What you should do - One figure is wanted here: how many lines in the entries hold the word "dark".

── Supplied data ──

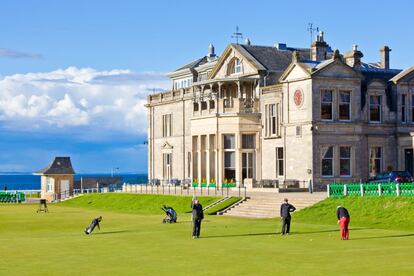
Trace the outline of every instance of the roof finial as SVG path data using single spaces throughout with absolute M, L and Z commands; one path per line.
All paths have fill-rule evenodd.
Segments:
M 250 39 L 249 39 L 248 37 L 246 37 L 246 39 L 244 40 L 244 43 L 245 43 L 246 45 L 250 45 Z
M 341 55 L 339 54 L 339 50 L 338 50 L 338 49 L 336 49 L 336 50 L 333 52 L 332 58 L 333 58 L 333 59 L 340 59 L 340 58 L 341 58 Z
M 297 51 L 293 51 L 292 53 L 292 62 L 298 62 L 300 60 L 299 53 Z

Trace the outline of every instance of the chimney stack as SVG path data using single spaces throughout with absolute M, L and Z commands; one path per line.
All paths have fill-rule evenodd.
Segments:
M 210 43 L 210 45 L 208 45 L 208 55 L 207 55 L 207 59 L 213 60 L 215 59 L 216 54 L 214 53 L 214 45 Z
M 390 69 L 390 52 L 391 49 L 388 46 L 384 46 L 380 49 L 381 54 L 381 67 L 384 69 Z
M 313 61 L 326 60 L 328 50 L 329 45 L 323 39 L 323 32 L 319 32 L 316 36 L 316 41 L 311 45 L 311 59 Z
M 363 56 L 362 52 L 358 50 L 358 45 L 354 44 L 352 45 L 352 51 L 345 53 L 344 58 L 346 64 L 355 69 L 359 69 L 361 68 L 361 58 Z

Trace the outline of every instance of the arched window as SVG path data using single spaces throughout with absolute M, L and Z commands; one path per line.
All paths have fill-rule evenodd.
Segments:
M 229 75 L 240 74 L 243 72 L 243 64 L 240 59 L 234 58 L 229 64 Z

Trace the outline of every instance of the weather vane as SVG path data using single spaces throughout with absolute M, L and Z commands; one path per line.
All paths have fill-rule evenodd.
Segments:
M 236 32 L 233 33 L 233 35 L 231 36 L 232 38 L 236 39 L 236 43 L 239 44 L 239 38 L 242 39 L 243 38 L 243 34 L 241 32 L 239 32 L 239 26 L 236 26 Z

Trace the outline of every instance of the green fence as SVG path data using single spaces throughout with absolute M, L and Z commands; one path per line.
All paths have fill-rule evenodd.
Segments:
M 0 192 L 0 203 L 16 203 L 26 200 L 26 195 L 22 192 Z
M 357 196 L 414 196 L 414 183 L 350 183 L 329 184 L 329 197 Z

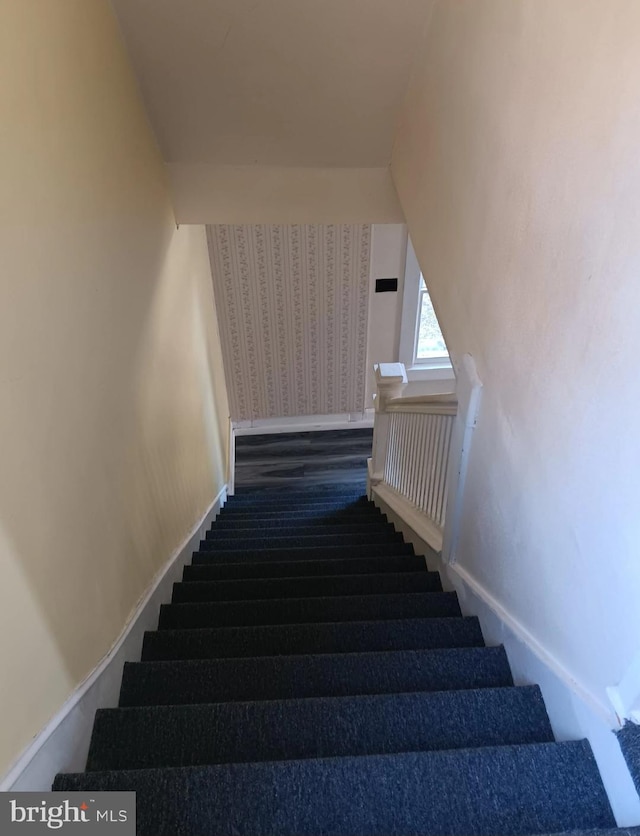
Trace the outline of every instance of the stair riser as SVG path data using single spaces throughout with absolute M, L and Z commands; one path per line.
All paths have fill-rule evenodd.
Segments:
M 260 458 L 260 457 L 259 457 Z M 305 486 L 307 482 L 305 481 Z M 295 483 L 293 485 L 272 485 L 272 486 L 243 486 L 236 488 L 235 494 L 231 497 L 232 499 L 250 499 L 251 497 L 255 496 L 258 498 L 266 498 L 269 496 L 274 497 L 299 497 L 300 496 L 301 486 L 297 486 Z M 357 496 L 363 496 L 365 493 L 364 488 L 362 485 L 309 485 L 308 487 L 304 488 L 305 496 L 314 497 L 314 496 L 353 496 L 354 494 Z
M 350 487 L 346 490 L 335 491 L 280 491 L 257 492 L 254 494 L 237 493 L 227 498 L 226 505 L 271 505 L 295 502 L 298 504 L 310 502 L 332 502 L 348 505 L 354 502 L 369 503 L 364 490 Z
M 256 549 L 304 549 L 331 548 L 332 546 L 366 546 L 380 543 L 402 543 L 400 534 L 393 530 L 382 533 L 363 532 L 361 534 L 317 534 L 307 536 L 273 537 L 268 533 L 264 537 L 219 537 L 201 540 L 200 551 L 219 549 L 220 551 L 242 551 Z
M 341 509 L 334 508 L 333 506 L 331 508 L 327 508 L 326 506 L 322 506 L 321 508 L 313 508 L 306 510 L 291 510 L 290 508 L 281 508 L 278 510 L 256 509 L 255 511 L 244 511 L 240 509 L 229 509 L 228 511 L 226 511 L 223 508 L 218 517 L 216 517 L 216 519 L 248 521 L 271 520 L 274 522 L 278 522 L 280 520 L 322 520 L 324 522 L 333 524 L 342 520 L 358 520 L 362 518 L 379 520 L 382 517 L 383 515 L 374 506 L 356 509 Z
M 483 645 L 476 618 L 346 621 L 272 627 L 158 630 L 145 634 L 142 659 L 151 662 Z
M 194 552 L 192 563 L 194 565 L 209 563 L 238 563 L 276 561 L 286 563 L 295 560 L 349 560 L 361 557 L 397 557 L 401 554 L 413 554 L 413 546 L 410 543 L 391 542 L 374 543 L 362 546 L 326 546 L 320 548 L 289 548 L 289 549 L 240 549 L 232 551 L 215 551 L 204 549 Z
M 344 757 L 552 740 L 537 687 L 154 706 L 98 712 L 87 769 Z
M 308 528 L 310 530 L 316 528 L 335 528 L 337 531 L 344 531 L 345 528 L 351 526 L 369 526 L 369 525 L 385 525 L 388 524 L 386 517 L 382 514 L 353 514 L 350 516 L 339 517 L 334 520 L 324 520 L 317 517 L 303 517 L 300 519 L 297 515 L 290 515 L 288 517 L 251 517 L 250 519 L 240 519 L 237 517 L 225 517 L 224 519 L 218 517 L 213 523 L 212 531 L 226 531 L 227 529 L 245 529 L 248 531 L 265 531 L 267 529 L 274 529 L 276 531 L 284 528 Z
M 508 836 L 615 826 L 584 742 L 59 776 L 137 792 L 139 836 Z
M 221 514 L 226 515 L 234 512 L 256 514 L 261 513 L 263 511 L 266 511 L 267 513 L 280 513 L 284 511 L 287 514 L 291 514 L 296 511 L 355 511 L 359 513 L 361 511 L 373 511 L 375 509 L 376 506 L 373 504 L 373 502 L 367 502 L 362 500 L 357 500 L 354 502 L 306 502 L 305 500 L 283 500 L 282 502 L 243 502 L 237 504 L 233 503 L 225 505 L 224 508 L 221 510 Z
M 398 618 L 446 618 L 459 615 L 460 606 L 453 592 L 163 604 L 160 610 L 159 629 L 309 624 Z
M 345 535 L 360 535 L 366 537 L 368 540 L 385 539 L 386 535 L 395 535 L 396 531 L 392 525 L 385 522 L 370 523 L 369 525 L 314 525 L 314 526 L 287 526 L 283 525 L 279 528 L 261 528 L 255 526 L 254 528 L 218 528 L 215 526 L 212 530 L 207 531 L 206 540 L 262 540 L 268 544 L 270 540 L 281 539 L 283 537 L 307 538 L 307 537 L 344 537 Z
M 173 586 L 174 604 L 200 601 L 250 601 L 270 598 L 321 598 L 337 595 L 382 595 L 440 592 L 436 572 L 399 575 L 338 575 L 321 578 L 277 578 L 255 581 L 190 581 Z
M 184 581 L 244 580 L 249 578 L 322 577 L 323 575 L 369 575 L 382 572 L 426 570 L 423 557 L 389 557 L 372 560 L 298 560 L 290 563 L 227 563 L 185 566 Z
M 187 705 L 513 685 L 501 647 L 126 663 L 120 706 Z

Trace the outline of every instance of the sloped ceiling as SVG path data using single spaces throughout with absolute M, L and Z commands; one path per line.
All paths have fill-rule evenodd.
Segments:
M 167 162 L 386 166 L 432 0 L 112 0 Z

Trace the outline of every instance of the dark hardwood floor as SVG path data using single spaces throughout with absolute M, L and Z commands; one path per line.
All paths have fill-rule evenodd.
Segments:
M 236 490 L 316 485 L 366 488 L 373 430 L 236 437 Z

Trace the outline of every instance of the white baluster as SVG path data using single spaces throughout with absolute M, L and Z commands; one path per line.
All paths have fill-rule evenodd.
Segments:
M 369 471 L 369 491 L 384 480 L 385 464 L 389 447 L 390 415 L 387 404 L 391 398 L 399 397 L 407 382 L 407 373 L 402 363 L 377 363 L 375 420 L 373 427 L 373 448 Z

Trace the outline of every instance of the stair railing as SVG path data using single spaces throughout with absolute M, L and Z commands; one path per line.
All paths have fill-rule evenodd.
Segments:
M 456 396 L 402 397 L 407 378 L 401 363 L 380 363 L 375 373 L 370 496 L 379 496 L 442 551 Z
M 460 358 L 455 395 L 403 397 L 402 363 L 379 363 L 374 369 L 369 498 L 382 500 L 447 563 L 455 563 L 482 393 L 473 357 Z

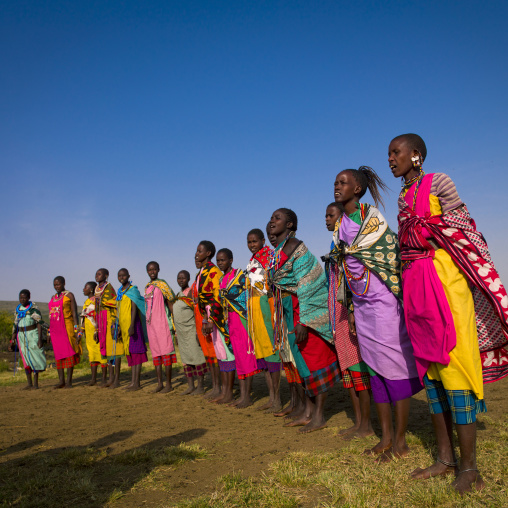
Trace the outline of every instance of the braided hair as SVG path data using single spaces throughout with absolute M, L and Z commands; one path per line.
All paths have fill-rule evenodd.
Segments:
M 187 270 L 180 270 L 178 272 L 178 275 L 180 275 L 181 273 L 183 273 L 187 277 L 187 279 L 190 280 L 190 273 Z
M 150 265 L 154 265 L 154 266 L 156 266 L 156 267 L 157 267 L 157 270 L 158 270 L 159 272 L 161 271 L 161 267 L 159 266 L 159 263 L 157 263 L 157 261 L 150 261 L 150 262 L 148 262 L 148 263 L 146 264 L 146 269 L 147 269 L 147 270 L 148 270 L 148 267 L 149 267 Z
M 95 288 L 97 287 L 97 282 L 95 281 L 89 281 L 85 284 L 85 286 L 89 286 L 92 290 L 92 293 L 95 293 Z
M 358 169 L 346 169 L 345 171 L 351 172 L 356 183 L 360 185 L 362 189 L 358 195 L 360 198 L 362 198 L 367 192 L 367 189 L 369 189 L 376 206 L 379 207 L 381 203 L 383 208 L 385 207 L 379 190 L 381 189 L 383 192 L 386 192 L 388 187 L 371 167 L 360 166 Z
M 293 225 L 288 229 L 291 231 L 296 231 L 298 229 L 298 217 L 296 216 L 296 213 L 293 212 L 293 210 L 291 210 L 290 208 L 279 208 L 279 211 L 284 212 L 286 214 L 288 222 L 293 223 Z
M 54 279 L 53 279 L 53 282 L 57 280 L 58 282 L 61 282 L 64 286 L 65 286 L 65 278 L 62 277 L 61 275 L 57 275 Z
M 19 292 L 19 296 L 21 295 L 25 295 L 26 297 L 28 297 L 28 299 L 30 300 L 30 291 L 28 291 L 28 289 L 22 289 L 20 292 Z
M 404 139 L 410 150 L 417 150 L 420 152 L 422 161 L 424 161 L 425 157 L 427 157 L 427 146 L 425 145 L 425 141 L 423 141 L 421 136 L 418 136 L 418 134 L 400 134 L 400 136 L 393 138 L 392 141 L 396 139 Z

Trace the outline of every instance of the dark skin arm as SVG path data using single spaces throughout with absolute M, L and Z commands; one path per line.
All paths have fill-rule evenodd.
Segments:
M 134 305 L 131 305 L 131 325 L 129 326 L 129 337 L 134 335 L 134 323 L 136 322 L 136 314 L 138 312 L 138 308 Z
M 76 304 L 76 299 L 72 293 L 67 293 L 67 298 L 71 301 L 71 312 L 72 312 L 72 320 L 74 321 L 74 325 L 79 328 L 79 317 L 78 317 L 78 306 Z M 78 338 L 78 342 L 81 338 Z
M 347 317 L 349 332 L 351 335 L 356 337 L 356 324 L 355 324 L 355 315 L 351 312 Z
M 286 245 L 284 245 L 282 251 L 284 252 L 284 254 L 286 254 L 286 256 L 289 256 L 296 249 L 299 243 L 300 240 L 298 240 L 297 238 L 290 238 L 286 242 Z M 295 341 L 297 344 L 300 344 L 301 342 L 305 341 L 309 335 L 307 327 L 305 325 L 302 325 L 301 323 L 298 323 L 295 326 L 294 333 L 295 333 Z
M 37 333 L 39 335 L 39 341 L 37 342 L 37 346 L 39 349 L 42 348 L 42 326 L 40 324 L 37 324 Z

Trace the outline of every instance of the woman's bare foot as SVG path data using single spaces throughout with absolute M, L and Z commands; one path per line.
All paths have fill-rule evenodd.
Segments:
M 207 393 L 205 395 L 205 399 L 216 399 L 217 397 L 220 396 L 220 389 L 219 388 L 214 388 L 210 393 Z
M 267 409 L 270 409 L 273 405 L 273 402 L 271 400 L 269 400 L 266 404 L 263 404 L 262 406 L 260 407 L 257 407 L 256 410 L 257 411 L 266 411 Z
M 65 388 L 66 390 L 69 390 L 70 388 L 72 388 L 72 385 L 67 384 L 67 385 L 65 385 L 65 386 L 64 386 L 64 388 Z
M 141 390 L 141 388 L 143 388 L 141 385 L 131 385 L 131 386 L 126 386 L 125 389 L 129 392 L 136 392 L 138 390 Z
M 301 427 L 303 425 L 309 424 L 311 421 L 312 421 L 311 417 L 303 415 L 300 418 L 293 420 L 292 422 L 285 423 L 284 427 Z
M 124 390 L 132 390 L 132 387 L 133 387 L 133 386 L 134 386 L 134 385 L 131 383 L 131 384 L 127 385 L 127 386 L 124 386 L 124 387 L 123 387 L 123 389 L 124 389 Z
M 373 436 L 373 435 L 374 435 L 374 431 L 372 430 L 372 428 L 365 429 L 365 430 L 357 429 L 354 432 L 351 432 L 350 434 L 343 434 L 342 439 L 344 439 L 345 441 L 351 441 L 354 438 L 364 439 L 366 437 Z
M 383 452 L 377 459 L 378 464 L 386 464 L 394 459 L 401 459 L 409 454 L 409 446 L 402 447 L 392 446 L 390 449 Z
M 169 393 L 173 391 L 173 386 L 169 383 L 166 383 L 166 386 L 161 390 L 161 393 Z
M 57 385 L 53 386 L 53 390 L 59 390 L 60 388 L 65 388 L 65 383 L 58 383 Z
M 120 388 L 120 381 L 116 381 L 115 383 L 111 383 L 108 388 Z
M 56 386 L 55 386 L 56 388 Z M 33 389 L 33 386 L 32 385 L 26 385 L 26 386 L 23 386 L 23 388 L 21 388 L 23 391 L 24 390 L 32 390 Z
M 356 423 L 352 427 L 348 427 L 347 429 L 339 430 L 339 436 L 345 436 L 347 434 L 351 434 L 352 432 L 356 432 L 360 428 L 360 425 Z
M 434 476 L 448 476 L 449 474 L 455 474 L 456 471 L 457 466 L 447 466 L 446 464 L 442 464 L 436 460 L 434 464 L 426 467 L 425 469 L 417 467 L 411 473 L 411 478 L 413 478 L 413 480 L 427 480 L 429 478 L 433 478 Z
M 388 441 L 388 443 L 383 443 L 382 441 L 379 441 L 379 443 L 376 446 L 373 446 L 372 448 L 365 448 L 363 450 L 364 455 L 380 455 L 381 453 L 384 453 L 388 451 L 392 447 L 392 441 Z
M 153 393 L 159 393 L 164 388 L 164 385 L 157 385 Z
M 193 387 L 193 386 L 188 386 L 187 387 L 187 390 L 185 390 L 184 392 L 182 392 L 180 395 L 190 395 L 191 393 L 193 393 L 196 389 Z
M 233 400 L 233 394 L 222 397 L 217 401 L 217 404 L 229 404 Z
M 86 384 L 86 386 L 95 386 L 97 384 L 96 379 L 92 379 L 89 383 Z
M 292 404 L 289 404 L 289 406 L 286 409 L 283 409 L 282 411 L 277 411 L 277 413 L 273 413 L 273 416 L 281 417 L 281 416 L 287 416 L 288 414 L 292 413 L 294 410 L 294 406 Z
M 305 427 L 302 427 L 298 432 L 301 432 L 302 434 L 308 434 L 309 432 L 314 432 L 316 430 L 321 430 L 327 427 L 326 421 L 323 419 L 319 422 L 315 422 L 314 420 L 311 420 L 310 423 L 305 425 Z
M 250 398 L 240 400 L 235 407 L 236 407 L 236 409 L 245 409 L 246 407 L 249 407 L 249 406 L 252 406 L 252 400 Z
M 265 413 L 266 414 L 272 414 L 272 413 L 276 413 L 276 412 L 279 412 L 280 410 L 282 409 L 282 403 L 280 402 L 280 400 L 277 402 L 274 402 L 266 411 Z
M 205 393 L 205 389 L 202 386 L 198 386 L 191 395 L 203 395 Z
M 463 496 L 466 492 L 471 492 L 473 489 L 482 490 L 485 487 L 485 482 L 476 469 L 465 470 L 463 472 L 459 471 L 457 478 L 452 482 L 452 487 Z

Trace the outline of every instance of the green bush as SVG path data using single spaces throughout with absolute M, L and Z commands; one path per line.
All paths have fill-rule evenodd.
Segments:
M 5 310 L 0 311 L 0 349 L 7 349 L 9 340 L 12 337 L 12 324 L 14 314 Z

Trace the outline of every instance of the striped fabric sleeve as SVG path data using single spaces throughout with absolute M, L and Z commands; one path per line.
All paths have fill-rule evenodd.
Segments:
M 443 213 L 455 210 L 463 204 L 452 179 L 444 173 L 436 173 L 432 179 L 430 193 L 439 198 Z

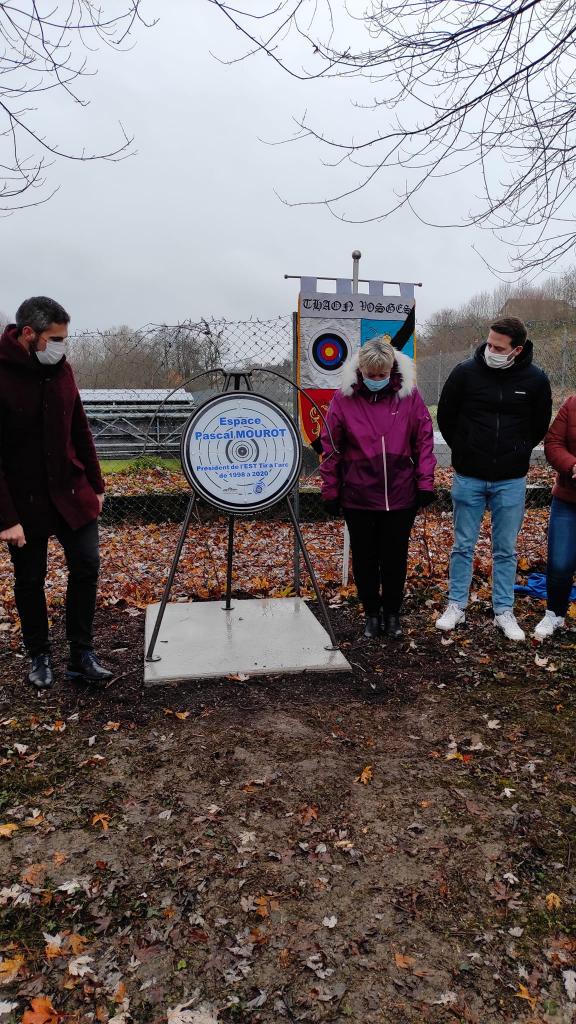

───

Written answer - 2